> Your goal: Locate each line in the entries below that contains the word "foliage" and reproduce every such line in full.
○ ○ ○ ○ ○
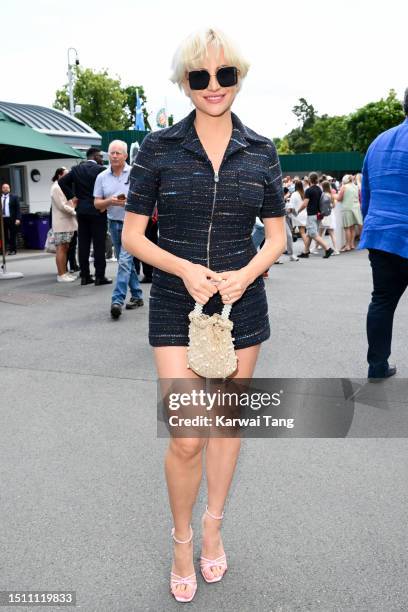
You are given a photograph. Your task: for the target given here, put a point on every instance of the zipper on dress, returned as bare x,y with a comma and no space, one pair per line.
216,179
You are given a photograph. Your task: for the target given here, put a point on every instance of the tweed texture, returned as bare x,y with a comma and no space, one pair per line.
206,219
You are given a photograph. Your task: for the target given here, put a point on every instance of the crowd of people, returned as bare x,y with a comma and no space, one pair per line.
311,215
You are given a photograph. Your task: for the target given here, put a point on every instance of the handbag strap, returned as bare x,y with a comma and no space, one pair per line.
198,310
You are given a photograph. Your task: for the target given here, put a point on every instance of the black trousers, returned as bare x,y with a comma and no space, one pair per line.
10,231
92,228
390,279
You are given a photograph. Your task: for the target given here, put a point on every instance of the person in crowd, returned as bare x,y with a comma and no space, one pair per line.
348,195
11,218
110,192
328,223
72,261
64,224
311,204
385,235
205,256
92,223
299,220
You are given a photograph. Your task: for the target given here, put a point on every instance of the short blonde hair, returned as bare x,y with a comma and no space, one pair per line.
193,50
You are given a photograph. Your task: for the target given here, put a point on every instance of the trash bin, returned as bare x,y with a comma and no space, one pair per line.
34,227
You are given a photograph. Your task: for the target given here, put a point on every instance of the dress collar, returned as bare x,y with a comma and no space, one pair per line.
185,132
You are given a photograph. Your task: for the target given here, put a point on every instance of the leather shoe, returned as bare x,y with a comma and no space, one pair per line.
134,303
116,310
87,280
103,281
392,370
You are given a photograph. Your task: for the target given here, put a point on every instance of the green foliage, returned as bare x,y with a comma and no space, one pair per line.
130,106
330,134
299,140
105,104
370,120
282,146
305,114
352,132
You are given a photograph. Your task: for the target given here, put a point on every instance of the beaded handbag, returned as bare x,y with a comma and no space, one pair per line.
211,351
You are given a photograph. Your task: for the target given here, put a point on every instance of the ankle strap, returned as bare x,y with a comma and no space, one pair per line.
182,541
219,518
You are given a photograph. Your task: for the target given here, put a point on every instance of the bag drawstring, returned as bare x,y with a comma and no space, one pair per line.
226,311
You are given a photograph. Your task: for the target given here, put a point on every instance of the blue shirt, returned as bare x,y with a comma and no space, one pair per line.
385,192
108,184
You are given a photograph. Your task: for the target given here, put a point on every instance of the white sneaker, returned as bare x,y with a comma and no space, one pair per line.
65,278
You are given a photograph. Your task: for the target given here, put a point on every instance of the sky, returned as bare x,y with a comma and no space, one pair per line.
338,55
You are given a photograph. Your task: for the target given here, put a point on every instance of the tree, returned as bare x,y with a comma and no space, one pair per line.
130,106
370,120
300,139
305,113
105,104
282,146
330,134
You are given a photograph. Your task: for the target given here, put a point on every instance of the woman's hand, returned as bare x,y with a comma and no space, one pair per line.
233,285
200,282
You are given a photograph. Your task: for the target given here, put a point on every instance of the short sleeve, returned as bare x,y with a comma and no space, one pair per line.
144,179
98,187
273,204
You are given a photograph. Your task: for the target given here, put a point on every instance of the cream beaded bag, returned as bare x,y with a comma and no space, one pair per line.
211,351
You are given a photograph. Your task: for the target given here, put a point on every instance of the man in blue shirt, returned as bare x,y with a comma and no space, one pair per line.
110,192
385,235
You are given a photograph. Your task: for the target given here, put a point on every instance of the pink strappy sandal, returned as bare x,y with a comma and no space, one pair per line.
189,580
206,564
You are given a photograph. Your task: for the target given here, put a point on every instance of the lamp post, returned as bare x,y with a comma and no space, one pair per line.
71,80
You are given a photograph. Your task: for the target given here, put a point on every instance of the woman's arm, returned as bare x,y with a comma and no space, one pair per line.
61,203
194,276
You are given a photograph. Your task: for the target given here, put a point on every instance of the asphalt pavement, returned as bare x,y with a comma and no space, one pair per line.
310,525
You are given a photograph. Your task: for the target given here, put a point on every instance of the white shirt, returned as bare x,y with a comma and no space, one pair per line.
5,204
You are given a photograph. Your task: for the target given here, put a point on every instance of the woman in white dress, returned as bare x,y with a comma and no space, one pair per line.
298,220
329,223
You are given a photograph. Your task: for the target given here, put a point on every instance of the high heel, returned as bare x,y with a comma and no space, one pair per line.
188,580
206,564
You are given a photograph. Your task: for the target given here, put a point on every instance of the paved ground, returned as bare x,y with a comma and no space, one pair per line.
311,525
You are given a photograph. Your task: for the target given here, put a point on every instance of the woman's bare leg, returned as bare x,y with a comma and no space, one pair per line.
61,258
183,467
333,238
221,459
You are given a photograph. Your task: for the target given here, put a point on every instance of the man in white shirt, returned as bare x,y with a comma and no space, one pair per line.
110,193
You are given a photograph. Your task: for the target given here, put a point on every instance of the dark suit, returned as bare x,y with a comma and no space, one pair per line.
10,228
92,223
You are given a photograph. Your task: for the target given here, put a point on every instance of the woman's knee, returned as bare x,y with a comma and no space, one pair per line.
187,448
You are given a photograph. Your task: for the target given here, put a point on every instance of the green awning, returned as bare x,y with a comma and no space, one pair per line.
20,143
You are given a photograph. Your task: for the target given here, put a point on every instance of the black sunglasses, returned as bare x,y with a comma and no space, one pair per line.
226,77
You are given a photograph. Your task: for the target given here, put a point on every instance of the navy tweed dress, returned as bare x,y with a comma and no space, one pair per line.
207,219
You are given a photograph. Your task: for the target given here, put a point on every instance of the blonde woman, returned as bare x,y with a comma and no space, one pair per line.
211,177
64,224
349,196
329,223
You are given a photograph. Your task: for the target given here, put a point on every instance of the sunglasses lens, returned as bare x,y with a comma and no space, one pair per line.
198,79
227,77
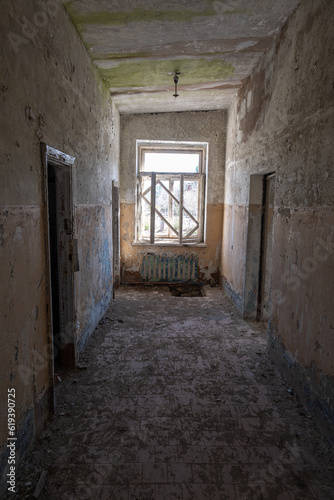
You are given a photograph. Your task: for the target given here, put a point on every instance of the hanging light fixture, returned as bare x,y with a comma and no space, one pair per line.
176,79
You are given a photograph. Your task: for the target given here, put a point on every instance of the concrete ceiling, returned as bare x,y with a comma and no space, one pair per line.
138,45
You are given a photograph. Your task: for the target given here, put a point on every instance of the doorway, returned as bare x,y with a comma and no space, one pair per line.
266,251
61,263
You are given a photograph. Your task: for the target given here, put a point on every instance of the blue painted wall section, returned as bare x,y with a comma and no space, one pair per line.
94,281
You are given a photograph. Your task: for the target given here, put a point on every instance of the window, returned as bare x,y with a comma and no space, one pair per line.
171,192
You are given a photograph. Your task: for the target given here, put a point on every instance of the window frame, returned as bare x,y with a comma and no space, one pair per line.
200,148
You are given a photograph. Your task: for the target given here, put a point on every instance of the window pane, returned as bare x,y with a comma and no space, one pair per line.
145,207
190,208
171,162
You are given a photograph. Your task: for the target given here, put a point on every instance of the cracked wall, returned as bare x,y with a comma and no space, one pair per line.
208,127
282,120
51,93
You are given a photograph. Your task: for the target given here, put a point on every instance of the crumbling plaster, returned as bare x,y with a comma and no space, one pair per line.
282,120
197,127
55,96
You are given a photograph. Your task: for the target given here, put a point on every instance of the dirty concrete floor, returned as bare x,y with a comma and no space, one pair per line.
178,401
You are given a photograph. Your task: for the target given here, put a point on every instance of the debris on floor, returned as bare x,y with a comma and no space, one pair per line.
176,402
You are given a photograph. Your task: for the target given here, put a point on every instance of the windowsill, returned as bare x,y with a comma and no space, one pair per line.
168,244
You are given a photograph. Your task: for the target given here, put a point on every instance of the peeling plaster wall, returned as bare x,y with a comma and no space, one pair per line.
283,121
208,127
50,92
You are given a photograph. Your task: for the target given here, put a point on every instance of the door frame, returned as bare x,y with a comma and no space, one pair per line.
57,158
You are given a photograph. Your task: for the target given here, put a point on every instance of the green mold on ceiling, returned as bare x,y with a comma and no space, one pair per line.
160,73
118,56
137,15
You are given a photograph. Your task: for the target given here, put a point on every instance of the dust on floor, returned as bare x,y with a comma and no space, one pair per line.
176,399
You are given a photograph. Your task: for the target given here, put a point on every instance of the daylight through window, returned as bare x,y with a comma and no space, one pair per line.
171,193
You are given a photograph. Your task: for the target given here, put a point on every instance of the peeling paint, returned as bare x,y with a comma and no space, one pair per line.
157,72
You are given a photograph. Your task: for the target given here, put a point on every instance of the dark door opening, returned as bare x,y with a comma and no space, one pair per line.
54,271
266,260
61,256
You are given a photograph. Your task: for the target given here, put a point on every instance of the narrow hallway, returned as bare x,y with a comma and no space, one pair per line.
175,399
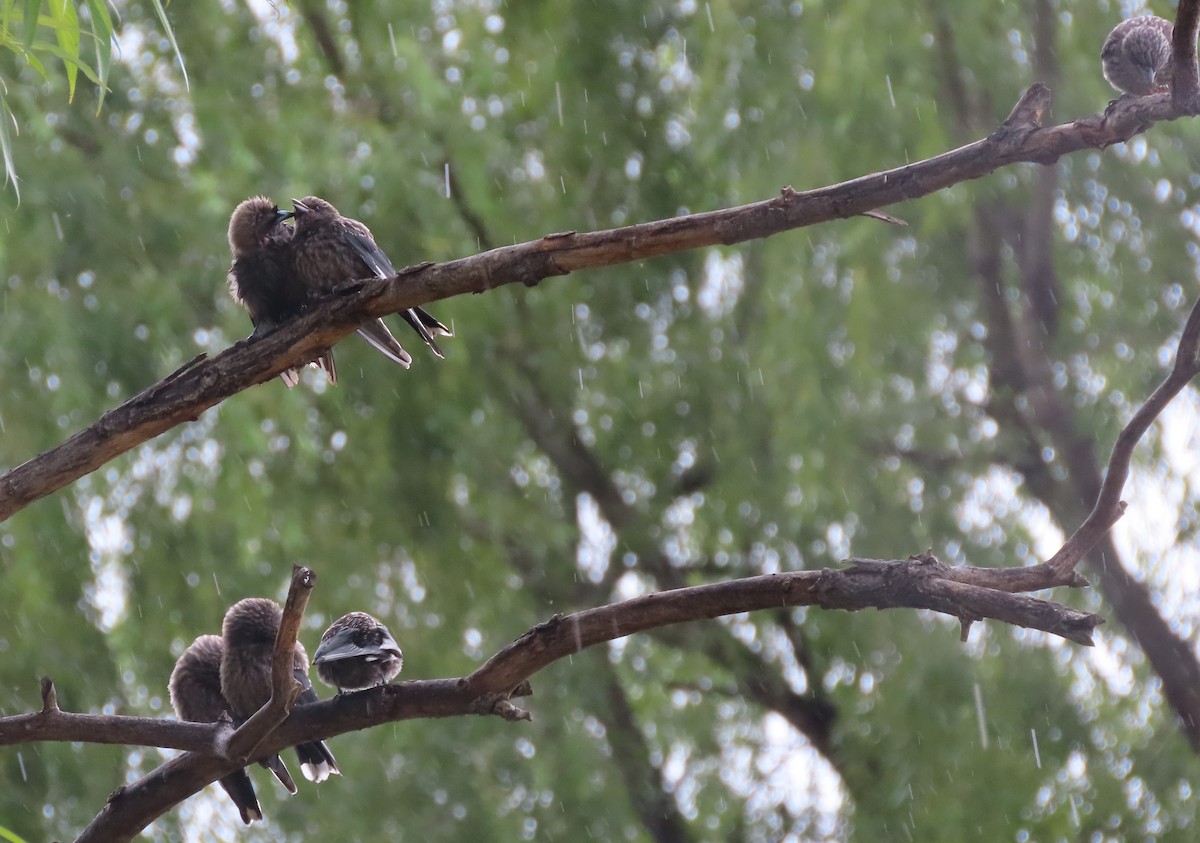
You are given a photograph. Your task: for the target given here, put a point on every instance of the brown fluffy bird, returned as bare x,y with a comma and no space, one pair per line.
1137,55
262,279
357,652
330,249
249,635
195,691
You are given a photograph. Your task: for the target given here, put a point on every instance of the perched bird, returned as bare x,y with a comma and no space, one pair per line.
195,689
330,249
1137,55
262,279
357,652
249,634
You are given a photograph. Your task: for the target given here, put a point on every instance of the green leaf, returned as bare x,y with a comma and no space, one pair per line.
10,168
31,9
66,30
102,31
171,37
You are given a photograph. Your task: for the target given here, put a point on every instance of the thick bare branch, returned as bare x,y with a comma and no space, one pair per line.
1020,138
1109,507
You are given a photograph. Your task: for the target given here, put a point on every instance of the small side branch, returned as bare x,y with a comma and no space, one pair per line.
283,683
1109,507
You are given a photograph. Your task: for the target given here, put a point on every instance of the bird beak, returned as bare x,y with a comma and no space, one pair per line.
330,649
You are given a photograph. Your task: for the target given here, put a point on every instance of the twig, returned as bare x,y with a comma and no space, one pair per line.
283,683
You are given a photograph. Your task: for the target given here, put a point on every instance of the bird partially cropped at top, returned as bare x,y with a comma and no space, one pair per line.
330,249
357,652
195,691
262,279
1137,55
249,635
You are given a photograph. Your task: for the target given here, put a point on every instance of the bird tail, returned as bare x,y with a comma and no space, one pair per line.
377,334
425,327
276,765
432,323
317,761
327,363
241,791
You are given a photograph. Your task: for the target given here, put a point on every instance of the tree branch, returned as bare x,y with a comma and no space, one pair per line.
159,408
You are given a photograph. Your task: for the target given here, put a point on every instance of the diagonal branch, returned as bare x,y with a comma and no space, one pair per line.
917,583
159,408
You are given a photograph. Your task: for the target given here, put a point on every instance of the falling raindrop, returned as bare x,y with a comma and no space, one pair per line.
982,716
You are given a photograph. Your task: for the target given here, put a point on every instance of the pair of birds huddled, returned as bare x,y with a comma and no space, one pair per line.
280,270
229,675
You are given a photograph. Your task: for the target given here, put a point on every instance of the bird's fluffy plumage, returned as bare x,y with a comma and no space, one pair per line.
262,277
249,635
330,249
195,691
1137,55
358,652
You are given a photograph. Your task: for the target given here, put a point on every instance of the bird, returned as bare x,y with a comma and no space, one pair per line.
262,279
357,652
249,634
195,691
330,249
1137,55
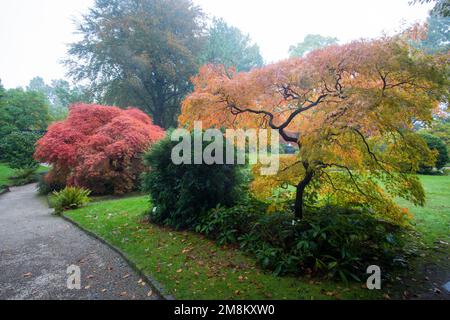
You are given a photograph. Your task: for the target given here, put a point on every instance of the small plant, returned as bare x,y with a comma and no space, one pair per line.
46,186
23,177
70,198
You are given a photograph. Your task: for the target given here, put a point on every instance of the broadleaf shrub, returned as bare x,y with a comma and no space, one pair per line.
70,198
331,241
183,193
46,186
99,148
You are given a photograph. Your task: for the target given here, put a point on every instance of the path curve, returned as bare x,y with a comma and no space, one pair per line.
36,248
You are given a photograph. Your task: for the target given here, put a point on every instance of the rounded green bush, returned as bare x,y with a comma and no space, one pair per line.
181,194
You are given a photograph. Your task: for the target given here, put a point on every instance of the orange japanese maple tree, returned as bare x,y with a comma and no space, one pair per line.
349,108
98,147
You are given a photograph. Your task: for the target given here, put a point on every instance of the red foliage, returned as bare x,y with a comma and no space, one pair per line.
98,147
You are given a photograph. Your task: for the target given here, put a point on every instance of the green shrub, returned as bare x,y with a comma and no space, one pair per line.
17,150
226,225
70,198
183,193
435,143
332,242
45,186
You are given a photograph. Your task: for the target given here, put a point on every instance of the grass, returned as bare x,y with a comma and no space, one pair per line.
5,173
433,220
192,267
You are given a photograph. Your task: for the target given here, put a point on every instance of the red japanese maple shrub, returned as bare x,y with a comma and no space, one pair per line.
98,147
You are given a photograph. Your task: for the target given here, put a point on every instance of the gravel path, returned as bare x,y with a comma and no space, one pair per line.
36,249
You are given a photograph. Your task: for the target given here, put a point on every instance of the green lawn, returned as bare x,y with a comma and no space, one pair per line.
192,267
433,220
5,173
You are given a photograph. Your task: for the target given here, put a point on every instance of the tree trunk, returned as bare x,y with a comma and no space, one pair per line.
298,209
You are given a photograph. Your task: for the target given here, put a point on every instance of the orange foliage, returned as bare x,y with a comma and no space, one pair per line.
353,106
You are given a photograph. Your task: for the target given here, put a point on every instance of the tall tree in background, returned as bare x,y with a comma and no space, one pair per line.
310,43
140,53
23,111
353,108
441,8
60,95
228,46
437,36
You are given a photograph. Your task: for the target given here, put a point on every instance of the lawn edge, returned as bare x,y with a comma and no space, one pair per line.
154,284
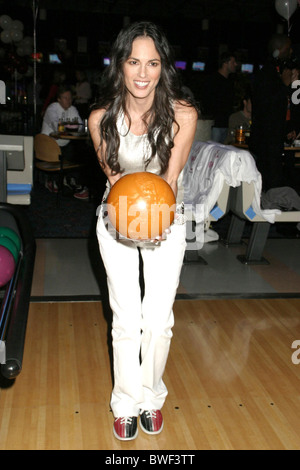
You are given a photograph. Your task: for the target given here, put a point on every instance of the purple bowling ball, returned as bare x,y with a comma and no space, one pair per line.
7,266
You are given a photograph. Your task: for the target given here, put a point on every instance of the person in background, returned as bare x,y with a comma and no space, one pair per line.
83,93
142,122
271,112
240,118
59,78
63,110
218,96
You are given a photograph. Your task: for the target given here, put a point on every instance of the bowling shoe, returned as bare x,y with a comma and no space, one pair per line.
151,421
125,429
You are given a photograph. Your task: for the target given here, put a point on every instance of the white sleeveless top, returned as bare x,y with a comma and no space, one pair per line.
134,151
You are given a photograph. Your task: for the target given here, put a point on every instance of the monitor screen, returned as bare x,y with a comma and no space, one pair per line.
247,68
54,59
198,66
180,64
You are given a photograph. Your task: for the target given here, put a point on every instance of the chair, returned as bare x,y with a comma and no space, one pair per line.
243,211
48,158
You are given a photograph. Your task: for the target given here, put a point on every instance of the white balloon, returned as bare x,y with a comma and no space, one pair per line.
5,36
286,8
5,21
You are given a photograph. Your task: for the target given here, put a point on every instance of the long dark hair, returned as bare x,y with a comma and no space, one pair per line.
159,119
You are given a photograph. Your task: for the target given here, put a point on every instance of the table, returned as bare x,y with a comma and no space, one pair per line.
286,149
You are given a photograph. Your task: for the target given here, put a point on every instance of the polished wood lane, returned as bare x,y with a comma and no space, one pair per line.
232,383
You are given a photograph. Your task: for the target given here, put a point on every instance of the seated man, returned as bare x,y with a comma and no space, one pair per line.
63,110
240,118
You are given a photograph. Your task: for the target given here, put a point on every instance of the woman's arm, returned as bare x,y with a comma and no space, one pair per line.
93,123
186,116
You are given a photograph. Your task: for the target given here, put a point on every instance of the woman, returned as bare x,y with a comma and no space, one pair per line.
142,124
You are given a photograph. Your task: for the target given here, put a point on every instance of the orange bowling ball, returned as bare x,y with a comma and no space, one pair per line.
141,206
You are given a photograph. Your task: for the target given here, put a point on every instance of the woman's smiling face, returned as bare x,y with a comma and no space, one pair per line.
142,69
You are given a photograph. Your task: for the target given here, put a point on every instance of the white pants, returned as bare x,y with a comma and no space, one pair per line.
141,329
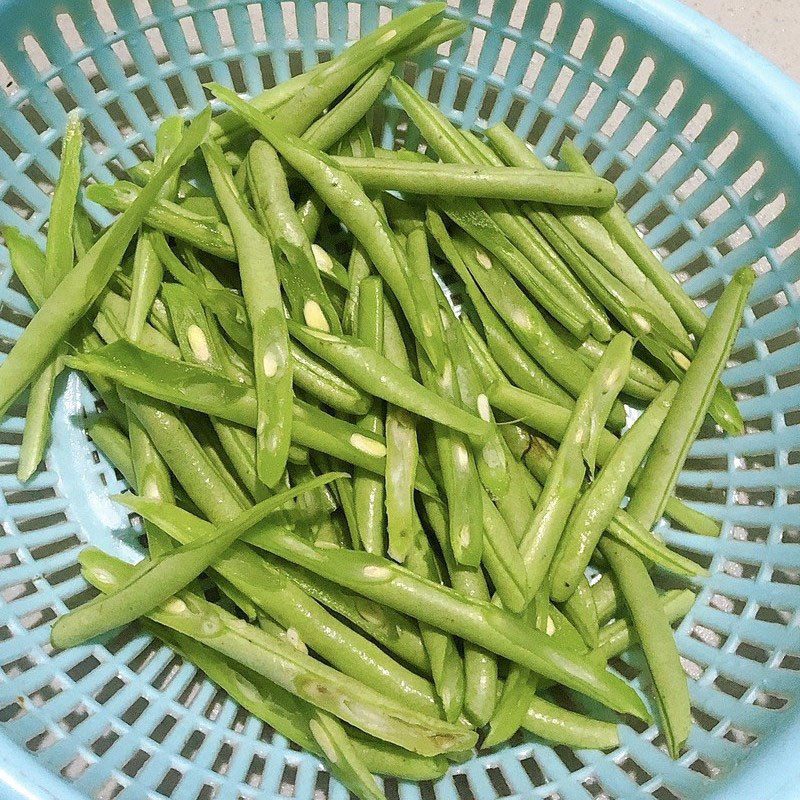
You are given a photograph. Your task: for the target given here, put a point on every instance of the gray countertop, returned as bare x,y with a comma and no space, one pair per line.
772,27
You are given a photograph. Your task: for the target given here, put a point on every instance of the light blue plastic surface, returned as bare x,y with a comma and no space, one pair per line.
125,717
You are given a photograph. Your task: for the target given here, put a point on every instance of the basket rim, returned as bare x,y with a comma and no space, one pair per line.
768,94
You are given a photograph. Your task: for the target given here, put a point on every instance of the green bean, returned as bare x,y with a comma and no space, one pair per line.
310,213
578,448
643,381
459,473
606,597
338,74
78,290
723,407
658,643
520,685
203,430
346,763
148,272
208,234
280,662
490,457
156,579
617,637
539,455
376,374
140,173
402,452
523,318
541,415
480,666
395,632
420,275
271,359
348,202
551,420
502,231
561,726
354,106
496,332
299,275
483,624
580,610
691,403
288,714
462,180
618,227
368,488
60,250
447,666
114,444
275,592
59,258
584,228
599,503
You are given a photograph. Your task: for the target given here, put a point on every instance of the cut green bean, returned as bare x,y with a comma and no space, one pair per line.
148,271
688,410
156,580
446,663
337,123
299,275
577,451
59,259
480,667
599,503
462,180
376,374
658,643
580,610
287,602
348,202
76,293
368,488
271,359
323,686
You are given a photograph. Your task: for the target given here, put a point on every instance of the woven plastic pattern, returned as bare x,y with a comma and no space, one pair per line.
700,137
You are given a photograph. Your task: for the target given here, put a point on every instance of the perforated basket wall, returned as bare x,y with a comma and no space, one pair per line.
702,139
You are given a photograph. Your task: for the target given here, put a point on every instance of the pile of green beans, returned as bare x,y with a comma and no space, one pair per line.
388,524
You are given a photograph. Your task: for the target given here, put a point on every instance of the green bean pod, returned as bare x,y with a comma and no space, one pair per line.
688,410
271,359
478,180
59,258
323,686
351,109
658,643
376,374
78,290
208,234
580,610
348,202
577,450
480,666
723,407
559,289
599,503
368,488
299,275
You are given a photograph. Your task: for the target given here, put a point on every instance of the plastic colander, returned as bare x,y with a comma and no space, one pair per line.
702,137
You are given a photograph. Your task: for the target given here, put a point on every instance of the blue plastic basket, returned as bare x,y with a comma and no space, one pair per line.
702,137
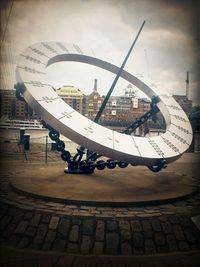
○ ○ ○ ○ ○
> Solution to the problem:
You are given a photograph. Your task: for the target given here, put a point on every instance of the green foliage, returned as bare x,y with a comma and no space, one pair per line.
You are given a photograph. Your task: for the target given here, put a point on every instance of the red foliage, returned as bare x,y with a comma and no space, one pair per line.
You are given a photograph. Your task: for the target given here, put a point on every instance of the orange foliage, returned as bare x,y with a comma and no space, one pair per line.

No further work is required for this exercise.